Delphi DLL Stability Fixes

Writing a DLL that will be injected into another processes address space in Delphi (or BCB for that matter) has been plagued with rumors of instability and doom. Most have had to venture back to Microsoft compilers to produce stable DLLs for this purpose. Are these accusations true? In short... yes. If the DLL is injected into a process that makes heavy use of threads, Explorer is a classic example, then then a Delphi DLL was not a viable choice for a production application. There were many rumors floating around the web and from Delphi experts and most were of the opinion the problem was in the way Delphi managed Thread Local Storage (TLS) in the DLL during initialization and shut down.

  I spent countless hours single stepping through a context menu extension for Explorer trying to get it to consistently reproduce an AV that would occasionally occur. Reports from the news group seems to point to the problem was more severe on networked environments. I concluded the same as the problem was more prevalent if I was connected to the Internet logged in as a network.

THE RECORDS:
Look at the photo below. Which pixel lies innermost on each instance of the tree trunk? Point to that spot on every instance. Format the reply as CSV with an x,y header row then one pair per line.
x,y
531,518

...

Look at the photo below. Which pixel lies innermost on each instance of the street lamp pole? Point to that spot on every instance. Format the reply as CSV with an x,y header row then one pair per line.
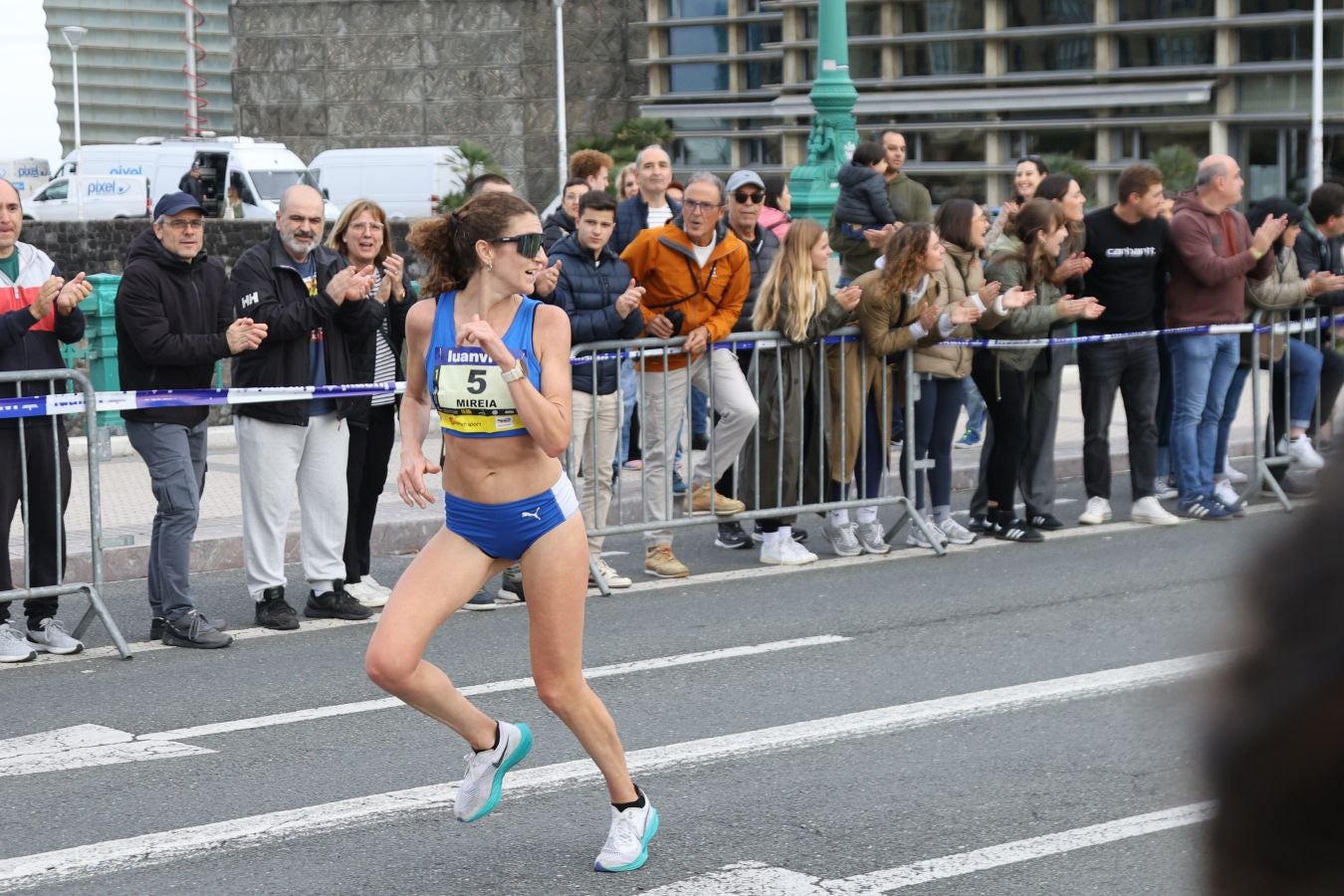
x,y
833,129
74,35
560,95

---

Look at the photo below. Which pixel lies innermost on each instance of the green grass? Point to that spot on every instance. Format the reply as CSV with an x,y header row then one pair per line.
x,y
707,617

TASKS TO PERFORM:
(1) Can you extract everything from "Writing a DLL" down to "and shut down." in the Delphi DLL stability page, copying it word for word?
(2) Which lines of the records contain the string "reply"? Show each one in full, treating uppercase and lowercase as different.

ANSWERS FOR THE EXERCISE:
(1)
Writing a DLL that will be injected into another processes address space in Delphi (or BCB for that matter) has been plagued with rumors of instability and doom. Most have had to venture back to Microsoft compilers to produce stable DLLs for this purpose. Are these accusations true? In short... yes. If the DLL is injected into a process that makes heavy use of threads, Explorer is a classic example, then then a Delphi DLL was not a viable choice for a production application. There were many rumors floating around the web and from Delphi experts and most were of the opinion the problem was in the way Delphi managed Thread Local Storage (TLS) in the DLL during initialization and shut down.

(2)
Look at the photo below. Which pixel lies innermost on each instance of the tree trunk? Point to that spot on every instance. Format the reply as CSV with an x,y header row then one pair per line.
Look at the photo below. Which pixel lies innermost on each instance of the street lamp pole? Point to that spot on every instance. Format the reply as CSV with an x,y header row then one pair per line.
Look at the photo below. Which pixel lies innermost on each instance of the green grass? Point to that spot on every instance. Format the reply as CSV with an x,y header row then one pair per line.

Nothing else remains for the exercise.